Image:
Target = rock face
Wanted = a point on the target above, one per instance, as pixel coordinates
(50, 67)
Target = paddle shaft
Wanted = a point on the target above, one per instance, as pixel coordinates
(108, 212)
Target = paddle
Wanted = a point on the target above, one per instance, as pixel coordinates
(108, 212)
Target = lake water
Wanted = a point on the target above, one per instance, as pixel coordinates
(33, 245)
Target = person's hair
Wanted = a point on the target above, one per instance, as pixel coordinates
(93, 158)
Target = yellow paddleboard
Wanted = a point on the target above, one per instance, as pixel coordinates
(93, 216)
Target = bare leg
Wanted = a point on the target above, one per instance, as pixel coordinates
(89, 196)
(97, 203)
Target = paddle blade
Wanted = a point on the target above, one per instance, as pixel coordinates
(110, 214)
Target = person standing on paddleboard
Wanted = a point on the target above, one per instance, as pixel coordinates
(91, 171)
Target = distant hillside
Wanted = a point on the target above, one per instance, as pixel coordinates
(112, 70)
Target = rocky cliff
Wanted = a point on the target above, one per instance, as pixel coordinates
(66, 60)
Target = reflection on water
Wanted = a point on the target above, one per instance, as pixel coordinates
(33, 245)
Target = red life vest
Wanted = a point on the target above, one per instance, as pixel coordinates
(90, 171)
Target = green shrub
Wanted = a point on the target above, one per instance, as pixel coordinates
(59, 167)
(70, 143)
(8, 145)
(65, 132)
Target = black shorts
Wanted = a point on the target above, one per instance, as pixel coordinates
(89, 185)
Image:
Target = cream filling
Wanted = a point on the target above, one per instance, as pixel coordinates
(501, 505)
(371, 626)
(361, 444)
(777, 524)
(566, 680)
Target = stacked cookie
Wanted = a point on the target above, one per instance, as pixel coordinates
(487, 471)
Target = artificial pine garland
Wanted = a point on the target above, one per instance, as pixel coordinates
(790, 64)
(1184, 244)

Task instructions :: Reproduce the records exactly, everything from the line containing "Target = artificial pine garland" down to the end of the records.

Response to the task ::
Target = artificial pine garland
Wanted = a point on the target above, one per instance, as pixel coordinates
(790, 64)
(1184, 244)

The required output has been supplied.